[Saved entries]
--- START ---

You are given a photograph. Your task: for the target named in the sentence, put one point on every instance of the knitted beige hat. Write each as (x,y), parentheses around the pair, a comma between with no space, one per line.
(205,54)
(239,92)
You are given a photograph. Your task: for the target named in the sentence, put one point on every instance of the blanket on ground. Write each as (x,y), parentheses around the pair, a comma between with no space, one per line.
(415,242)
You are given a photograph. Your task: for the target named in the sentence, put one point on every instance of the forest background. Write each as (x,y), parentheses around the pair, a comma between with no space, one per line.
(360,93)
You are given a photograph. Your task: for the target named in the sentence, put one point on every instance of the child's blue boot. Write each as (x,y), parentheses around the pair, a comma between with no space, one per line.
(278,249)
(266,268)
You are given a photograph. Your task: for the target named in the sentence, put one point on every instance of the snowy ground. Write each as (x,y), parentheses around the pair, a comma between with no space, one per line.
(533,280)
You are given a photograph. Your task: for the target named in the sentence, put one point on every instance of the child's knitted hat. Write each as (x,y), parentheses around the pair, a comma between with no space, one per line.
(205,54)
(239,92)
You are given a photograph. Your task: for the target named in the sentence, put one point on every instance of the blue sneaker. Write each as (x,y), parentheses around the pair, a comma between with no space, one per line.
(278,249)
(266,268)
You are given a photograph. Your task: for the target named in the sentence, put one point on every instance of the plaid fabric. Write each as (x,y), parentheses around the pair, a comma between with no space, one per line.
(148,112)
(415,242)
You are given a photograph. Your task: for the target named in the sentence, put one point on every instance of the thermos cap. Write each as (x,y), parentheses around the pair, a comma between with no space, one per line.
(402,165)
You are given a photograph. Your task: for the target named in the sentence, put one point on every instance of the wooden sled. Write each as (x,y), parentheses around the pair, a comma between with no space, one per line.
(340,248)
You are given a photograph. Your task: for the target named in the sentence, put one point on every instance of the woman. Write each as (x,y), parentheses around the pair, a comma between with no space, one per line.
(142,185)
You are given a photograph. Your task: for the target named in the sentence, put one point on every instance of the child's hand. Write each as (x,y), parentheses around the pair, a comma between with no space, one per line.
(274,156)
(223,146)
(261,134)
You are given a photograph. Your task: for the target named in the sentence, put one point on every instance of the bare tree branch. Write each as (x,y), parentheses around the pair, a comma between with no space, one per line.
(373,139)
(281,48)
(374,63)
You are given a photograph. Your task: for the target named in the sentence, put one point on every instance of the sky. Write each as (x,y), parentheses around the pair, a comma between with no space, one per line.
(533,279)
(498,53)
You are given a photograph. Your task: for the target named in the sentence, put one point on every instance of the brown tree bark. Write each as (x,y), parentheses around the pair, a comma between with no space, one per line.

--- END ---
--- START ---

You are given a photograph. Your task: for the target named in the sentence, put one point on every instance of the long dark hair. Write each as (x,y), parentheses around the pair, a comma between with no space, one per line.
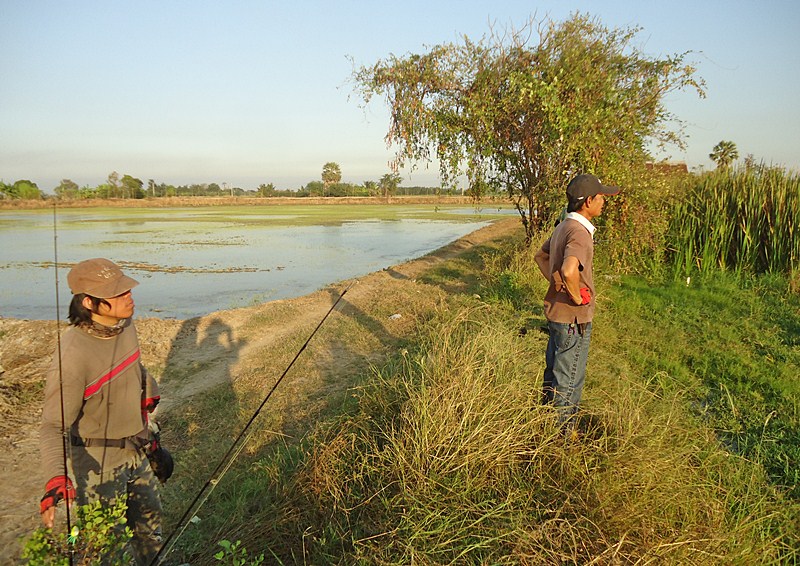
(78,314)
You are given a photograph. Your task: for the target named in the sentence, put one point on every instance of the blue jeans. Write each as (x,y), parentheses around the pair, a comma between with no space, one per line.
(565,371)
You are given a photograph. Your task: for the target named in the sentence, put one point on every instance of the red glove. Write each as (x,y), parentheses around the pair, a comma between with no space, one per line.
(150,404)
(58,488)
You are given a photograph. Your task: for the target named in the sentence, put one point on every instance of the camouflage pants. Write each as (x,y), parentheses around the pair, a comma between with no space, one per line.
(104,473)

--- END ---

### Your instructions:
Retype exactly, and only, the lines above from the one where "of the bare" occurs up to and including the one where "of the brown" occurs.

### Completed task:
You are given a photograph. Your task: for the target named in the sentence, put one point on every instance of the bare tree branch. Write each as (x,y), parentheses around the pair, a comma between with no space, one per line.
(373,139)
(281,48)
(374,63)
You are given a photograph. Your task: for the target named in the sentence, put one point on every instance of the sky. Write each as (x,y), parentheses around the pair, a comma between with no space, one per line.
(533,279)
(498,53)
You are given a photograph. Your task: for the target named in the sentence, put one point on every instance of the brown tree bark. Write each as (x,y), parentheses around the pair, a comma between with no space, one per line.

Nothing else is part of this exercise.